## Input material
*-*-*

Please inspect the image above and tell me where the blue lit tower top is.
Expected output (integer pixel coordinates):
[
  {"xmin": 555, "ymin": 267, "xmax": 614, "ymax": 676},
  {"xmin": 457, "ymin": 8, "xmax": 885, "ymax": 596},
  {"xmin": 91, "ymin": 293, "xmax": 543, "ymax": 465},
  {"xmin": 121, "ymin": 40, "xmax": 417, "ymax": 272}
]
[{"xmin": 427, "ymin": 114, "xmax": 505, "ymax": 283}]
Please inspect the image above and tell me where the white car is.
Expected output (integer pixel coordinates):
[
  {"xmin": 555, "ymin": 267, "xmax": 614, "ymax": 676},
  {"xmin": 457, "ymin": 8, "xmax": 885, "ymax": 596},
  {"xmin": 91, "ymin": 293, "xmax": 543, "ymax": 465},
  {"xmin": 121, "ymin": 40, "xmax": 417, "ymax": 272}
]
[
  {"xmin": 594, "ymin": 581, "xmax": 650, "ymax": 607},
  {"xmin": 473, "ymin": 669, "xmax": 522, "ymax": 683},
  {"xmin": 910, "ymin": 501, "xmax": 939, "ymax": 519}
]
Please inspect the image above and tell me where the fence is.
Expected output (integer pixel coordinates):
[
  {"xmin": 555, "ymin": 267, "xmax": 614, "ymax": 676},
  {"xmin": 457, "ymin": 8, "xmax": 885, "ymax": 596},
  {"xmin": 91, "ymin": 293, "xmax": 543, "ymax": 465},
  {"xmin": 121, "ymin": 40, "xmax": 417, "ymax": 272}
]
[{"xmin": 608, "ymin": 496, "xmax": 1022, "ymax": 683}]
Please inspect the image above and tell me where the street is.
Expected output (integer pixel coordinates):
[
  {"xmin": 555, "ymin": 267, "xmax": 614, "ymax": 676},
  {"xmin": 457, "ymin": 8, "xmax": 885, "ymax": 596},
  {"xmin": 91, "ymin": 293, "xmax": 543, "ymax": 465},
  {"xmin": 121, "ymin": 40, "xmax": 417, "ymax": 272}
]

*-*-*

## Goal
Reproduce all of the entries above, substituting "Required output" for each occurrence of "Expected output" and leaving every other character unchanged.

## Written reply
Please inspect the image above and tell me where the blue lit tower top is.
Required output (integer pixel coordinates):
[
  {"xmin": 555, "ymin": 267, "xmax": 614, "ymax": 676},
  {"xmin": 457, "ymin": 8, "xmax": 885, "ymax": 596},
  {"xmin": 91, "ymin": 293, "xmax": 543, "ymax": 465},
  {"xmin": 121, "ymin": 40, "xmax": 417, "ymax": 272}
]
[{"xmin": 427, "ymin": 114, "xmax": 505, "ymax": 283}]
Please inspect the image above and tell me where the white car is.
Required output (integer pixel coordinates):
[
  {"xmin": 555, "ymin": 267, "xmax": 614, "ymax": 676},
  {"xmin": 457, "ymin": 8, "xmax": 885, "ymax": 596},
  {"xmin": 91, "ymin": 293, "xmax": 543, "ymax": 465},
  {"xmin": 121, "ymin": 40, "xmax": 417, "ymax": 272}
]
[
  {"xmin": 594, "ymin": 581, "xmax": 650, "ymax": 607},
  {"xmin": 473, "ymin": 669, "xmax": 522, "ymax": 683},
  {"xmin": 910, "ymin": 501, "xmax": 939, "ymax": 519}
]
Please inspect the image above and tell me where the fence is.
Required output (integer pixel coordinates):
[
  {"xmin": 555, "ymin": 267, "xmax": 614, "ymax": 676},
  {"xmin": 457, "ymin": 8, "xmax": 885, "ymax": 596},
  {"xmin": 91, "ymin": 293, "xmax": 543, "ymax": 465},
  {"xmin": 121, "ymin": 40, "xmax": 417, "ymax": 272}
]
[{"xmin": 608, "ymin": 496, "xmax": 1022, "ymax": 683}]
Please inspect the image above and tell me where the street is.
Required output (integer pixel coordinates):
[
  {"xmin": 555, "ymin": 267, "xmax": 614, "ymax": 676},
  {"xmin": 457, "ymin": 8, "xmax": 885, "ymax": 596},
  {"xmin": 91, "ymin": 293, "xmax": 543, "ymax": 465},
  {"xmin": 121, "ymin": 40, "xmax": 417, "ymax": 272}
]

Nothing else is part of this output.